Entries provided START

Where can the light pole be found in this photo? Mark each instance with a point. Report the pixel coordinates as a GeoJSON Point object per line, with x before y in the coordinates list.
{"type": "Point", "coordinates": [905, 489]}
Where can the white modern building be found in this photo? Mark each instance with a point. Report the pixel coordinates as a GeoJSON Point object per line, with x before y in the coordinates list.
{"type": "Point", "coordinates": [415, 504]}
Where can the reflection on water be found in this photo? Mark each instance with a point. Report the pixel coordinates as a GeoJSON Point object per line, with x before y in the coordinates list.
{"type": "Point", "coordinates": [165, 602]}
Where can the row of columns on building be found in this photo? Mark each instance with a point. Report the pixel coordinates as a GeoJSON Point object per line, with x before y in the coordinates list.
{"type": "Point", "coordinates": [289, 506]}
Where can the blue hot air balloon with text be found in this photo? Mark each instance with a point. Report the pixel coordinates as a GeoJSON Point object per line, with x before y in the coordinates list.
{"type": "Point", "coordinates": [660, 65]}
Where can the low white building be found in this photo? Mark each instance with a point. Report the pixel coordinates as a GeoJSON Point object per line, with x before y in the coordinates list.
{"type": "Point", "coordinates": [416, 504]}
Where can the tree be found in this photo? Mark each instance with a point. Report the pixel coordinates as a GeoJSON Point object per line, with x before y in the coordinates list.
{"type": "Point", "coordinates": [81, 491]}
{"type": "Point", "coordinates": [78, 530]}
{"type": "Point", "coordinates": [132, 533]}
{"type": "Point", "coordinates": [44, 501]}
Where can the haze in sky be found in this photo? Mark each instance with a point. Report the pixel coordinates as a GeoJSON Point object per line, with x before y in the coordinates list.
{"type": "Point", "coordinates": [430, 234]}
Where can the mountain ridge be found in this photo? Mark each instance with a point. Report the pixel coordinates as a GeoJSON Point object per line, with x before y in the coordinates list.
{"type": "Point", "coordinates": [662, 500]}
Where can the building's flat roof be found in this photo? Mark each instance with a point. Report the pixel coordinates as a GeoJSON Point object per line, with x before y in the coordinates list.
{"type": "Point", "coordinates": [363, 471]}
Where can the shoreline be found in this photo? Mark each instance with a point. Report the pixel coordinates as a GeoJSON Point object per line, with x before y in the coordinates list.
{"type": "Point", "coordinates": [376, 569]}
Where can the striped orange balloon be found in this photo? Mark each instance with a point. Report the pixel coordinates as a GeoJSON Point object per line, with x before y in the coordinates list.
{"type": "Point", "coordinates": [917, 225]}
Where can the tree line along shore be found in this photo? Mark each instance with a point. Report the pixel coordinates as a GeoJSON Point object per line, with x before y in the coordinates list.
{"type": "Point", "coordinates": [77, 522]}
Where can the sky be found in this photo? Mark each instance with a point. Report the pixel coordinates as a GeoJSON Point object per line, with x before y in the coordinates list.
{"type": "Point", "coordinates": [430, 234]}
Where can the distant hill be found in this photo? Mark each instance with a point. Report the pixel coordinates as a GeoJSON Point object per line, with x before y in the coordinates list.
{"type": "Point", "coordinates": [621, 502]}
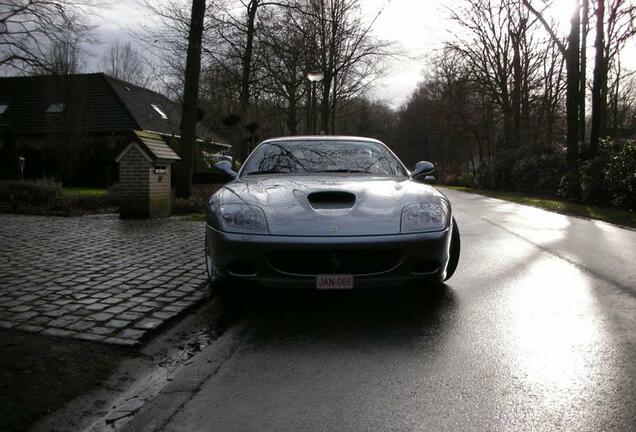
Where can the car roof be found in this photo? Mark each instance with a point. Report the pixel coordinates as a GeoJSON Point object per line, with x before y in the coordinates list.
{"type": "Point", "coordinates": [322, 138]}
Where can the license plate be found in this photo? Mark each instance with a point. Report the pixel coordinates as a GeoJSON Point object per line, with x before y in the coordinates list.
{"type": "Point", "coordinates": [334, 282]}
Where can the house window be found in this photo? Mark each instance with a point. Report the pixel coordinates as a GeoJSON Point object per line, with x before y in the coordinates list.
{"type": "Point", "coordinates": [161, 113]}
{"type": "Point", "coordinates": [55, 108]}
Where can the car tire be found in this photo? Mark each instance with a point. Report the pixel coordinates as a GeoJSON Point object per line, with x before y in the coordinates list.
{"type": "Point", "coordinates": [215, 286]}
{"type": "Point", "coordinates": [455, 248]}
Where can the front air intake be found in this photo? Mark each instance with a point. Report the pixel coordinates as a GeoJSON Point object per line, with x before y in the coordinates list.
{"type": "Point", "coordinates": [331, 200]}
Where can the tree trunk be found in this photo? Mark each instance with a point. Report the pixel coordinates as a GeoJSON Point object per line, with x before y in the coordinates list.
{"type": "Point", "coordinates": [573, 97]}
{"type": "Point", "coordinates": [599, 84]}
{"type": "Point", "coordinates": [190, 96]}
{"type": "Point", "coordinates": [241, 148]}
{"type": "Point", "coordinates": [516, 90]}
{"type": "Point", "coordinates": [585, 25]}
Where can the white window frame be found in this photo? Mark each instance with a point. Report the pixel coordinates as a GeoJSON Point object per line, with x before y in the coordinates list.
{"type": "Point", "coordinates": [159, 111]}
{"type": "Point", "coordinates": [56, 108]}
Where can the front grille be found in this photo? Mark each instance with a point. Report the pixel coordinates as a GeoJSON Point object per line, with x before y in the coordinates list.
{"type": "Point", "coordinates": [355, 262]}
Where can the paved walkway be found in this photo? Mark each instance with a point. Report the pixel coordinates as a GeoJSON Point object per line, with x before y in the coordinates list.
{"type": "Point", "coordinates": [98, 278]}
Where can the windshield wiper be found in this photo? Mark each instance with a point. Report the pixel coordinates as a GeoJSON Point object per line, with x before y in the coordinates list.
{"type": "Point", "coordinates": [266, 172]}
{"type": "Point", "coordinates": [344, 171]}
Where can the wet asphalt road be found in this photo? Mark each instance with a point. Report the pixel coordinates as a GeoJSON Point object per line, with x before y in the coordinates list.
{"type": "Point", "coordinates": [536, 331]}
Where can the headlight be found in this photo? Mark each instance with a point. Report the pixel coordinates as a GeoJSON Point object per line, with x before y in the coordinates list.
{"type": "Point", "coordinates": [424, 217]}
{"type": "Point", "coordinates": [241, 218]}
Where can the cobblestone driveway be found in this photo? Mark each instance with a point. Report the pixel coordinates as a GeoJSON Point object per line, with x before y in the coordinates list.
{"type": "Point", "coordinates": [98, 278]}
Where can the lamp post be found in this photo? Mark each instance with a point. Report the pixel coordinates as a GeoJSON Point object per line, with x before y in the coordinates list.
{"type": "Point", "coordinates": [314, 78]}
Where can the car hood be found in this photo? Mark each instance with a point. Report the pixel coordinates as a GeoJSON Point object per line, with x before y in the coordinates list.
{"type": "Point", "coordinates": [291, 208]}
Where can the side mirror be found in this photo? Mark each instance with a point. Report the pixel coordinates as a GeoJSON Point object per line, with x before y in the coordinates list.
{"type": "Point", "coordinates": [226, 167]}
{"type": "Point", "coordinates": [422, 168]}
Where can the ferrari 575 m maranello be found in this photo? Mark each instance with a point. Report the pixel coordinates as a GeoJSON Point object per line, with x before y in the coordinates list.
{"type": "Point", "coordinates": [329, 213]}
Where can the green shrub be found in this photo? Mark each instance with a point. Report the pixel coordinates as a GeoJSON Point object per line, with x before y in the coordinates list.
{"type": "Point", "coordinates": [620, 174]}
{"type": "Point", "coordinates": [30, 193]}
{"type": "Point", "coordinates": [466, 180]}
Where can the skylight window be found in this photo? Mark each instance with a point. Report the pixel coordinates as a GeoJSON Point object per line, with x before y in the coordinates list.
{"type": "Point", "coordinates": [159, 111]}
{"type": "Point", "coordinates": [55, 108]}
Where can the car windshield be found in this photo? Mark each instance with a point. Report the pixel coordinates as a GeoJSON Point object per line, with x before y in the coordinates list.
{"type": "Point", "coordinates": [329, 156]}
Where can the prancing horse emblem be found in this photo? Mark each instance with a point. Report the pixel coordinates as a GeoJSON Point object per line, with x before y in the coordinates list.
{"type": "Point", "coordinates": [335, 261]}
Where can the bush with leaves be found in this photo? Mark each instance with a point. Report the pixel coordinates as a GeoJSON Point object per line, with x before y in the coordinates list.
{"type": "Point", "coordinates": [620, 174]}
{"type": "Point", "coordinates": [30, 192]}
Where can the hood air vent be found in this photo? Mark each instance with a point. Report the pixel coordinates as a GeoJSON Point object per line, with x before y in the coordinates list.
{"type": "Point", "coordinates": [331, 200]}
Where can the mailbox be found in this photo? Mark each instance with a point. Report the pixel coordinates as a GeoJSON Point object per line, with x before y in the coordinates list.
{"type": "Point", "coordinates": [144, 177]}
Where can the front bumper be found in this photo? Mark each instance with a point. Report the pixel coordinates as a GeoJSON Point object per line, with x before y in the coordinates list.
{"type": "Point", "coordinates": [235, 258]}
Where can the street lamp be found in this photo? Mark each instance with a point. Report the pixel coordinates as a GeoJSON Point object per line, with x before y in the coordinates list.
{"type": "Point", "coordinates": [314, 78]}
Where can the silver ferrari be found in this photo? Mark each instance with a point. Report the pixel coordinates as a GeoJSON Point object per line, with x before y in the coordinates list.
{"type": "Point", "coordinates": [329, 213]}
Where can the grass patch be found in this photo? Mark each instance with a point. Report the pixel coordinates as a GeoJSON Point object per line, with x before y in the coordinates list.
{"type": "Point", "coordinates": [41, 374]}
{"type": "Point", "coordinates": [72, 192]}
{"type": "Point", "coordinates": [607, 214]}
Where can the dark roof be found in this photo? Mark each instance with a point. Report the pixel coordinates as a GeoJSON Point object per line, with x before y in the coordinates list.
{"type": "Point", "coordinates": [156, 147]}
{"type": "Point", "coordinates": [93, 103]}
{"type": "Point", "coordinates": [153, 146]}
{"type": "Point", "coordinates": [90, 104]}
{"type": "Point", "coordinates": [139, 101]}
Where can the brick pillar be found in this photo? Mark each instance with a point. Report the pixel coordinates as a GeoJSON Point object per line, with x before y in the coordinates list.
{"type": "Point", "coordinates": [134, 184]}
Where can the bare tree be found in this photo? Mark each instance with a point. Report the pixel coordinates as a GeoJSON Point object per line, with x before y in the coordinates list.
{"type": "Point", "coordinates": [31, 30]}
{"type": "Point", "coordinates": [345, 52]}
{"type": "Point", "coordinates": [571, 51]}
{"type": "Point", "coordinates": [190, 97]}
{"type": "Point", "coordinates": [65, 56]}
{"type": "Point", "coordinates": [124, 62]}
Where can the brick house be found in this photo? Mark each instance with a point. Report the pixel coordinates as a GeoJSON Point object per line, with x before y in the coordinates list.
{"type": "Point", "coordinates": [72, 127]}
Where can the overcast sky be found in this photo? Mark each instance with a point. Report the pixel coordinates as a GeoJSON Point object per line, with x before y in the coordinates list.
{"type": "Point", "coordinates": [417, 26]}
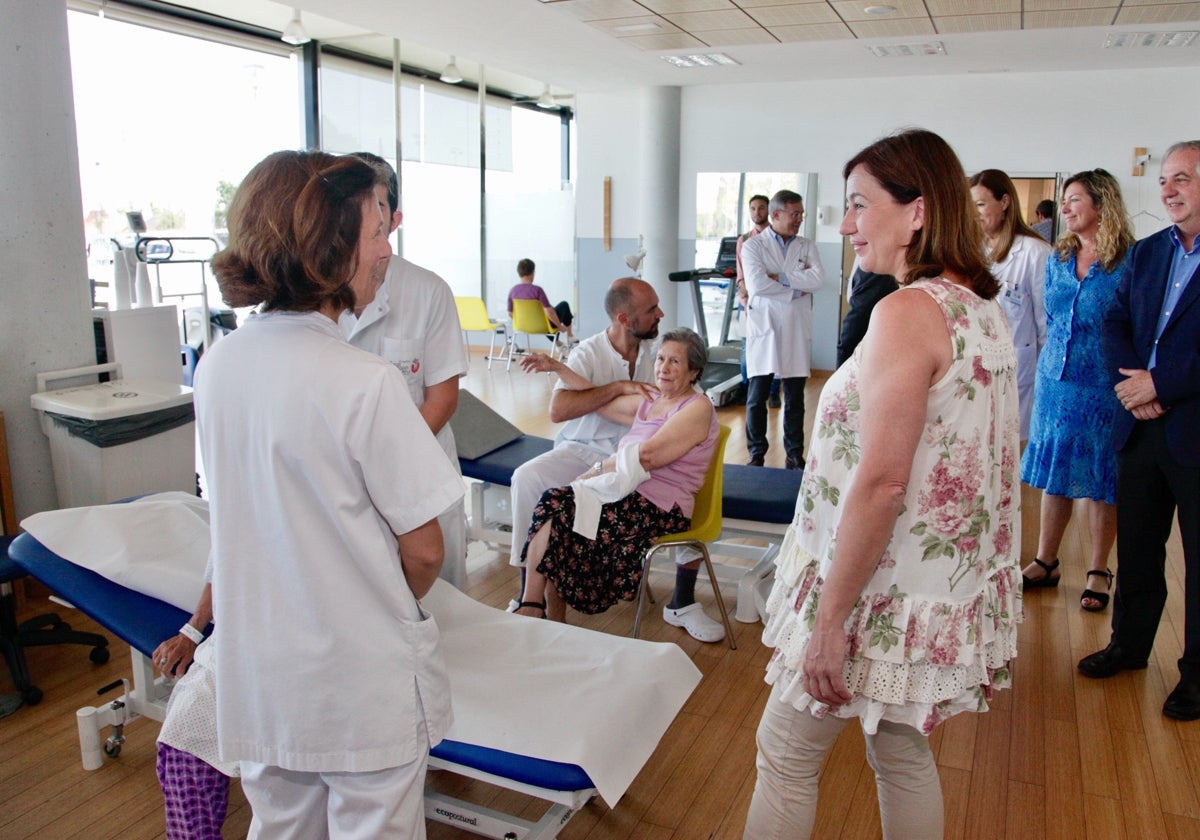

Entries provided END

Using the records above, reproduce exactly the lines from the line containing "Where can the bare" through the last line, with both ends kept and no pictures.

Where can the bare tree be found in this photo? Mark each instance with a point. Report the pixel coordinates as a GeoJSON Point object per line, with x before y in the coordinates list.
{"type": "Point", "coordinates": [31, 30]}
{"type": "Point", "coordinates": [345, 52]}
{"type": "Point", "coordinates": [571, 51]}
{"type": "Point", "coordinates": [190, 97]}
{"type": "Point", "coordinates": [65, 56]}
{"type": "Point", "coordinates": [124, 62]}
Where can the brick house be found in this photo? Mark each instance with a point. Report the pixel coordinates as a GeoJSON Point object per line, with x before y in the coordinates list.
{"type": "Point", "coordinates": [72, 127]}
Where can the overcast sky be found in this photo? Mark each instance with a point. Report the pixel coordinates as a GeoJSON Point object per line, with x before y in the coordinates list.
{"type": "Point", "coordinates": [417, 26]}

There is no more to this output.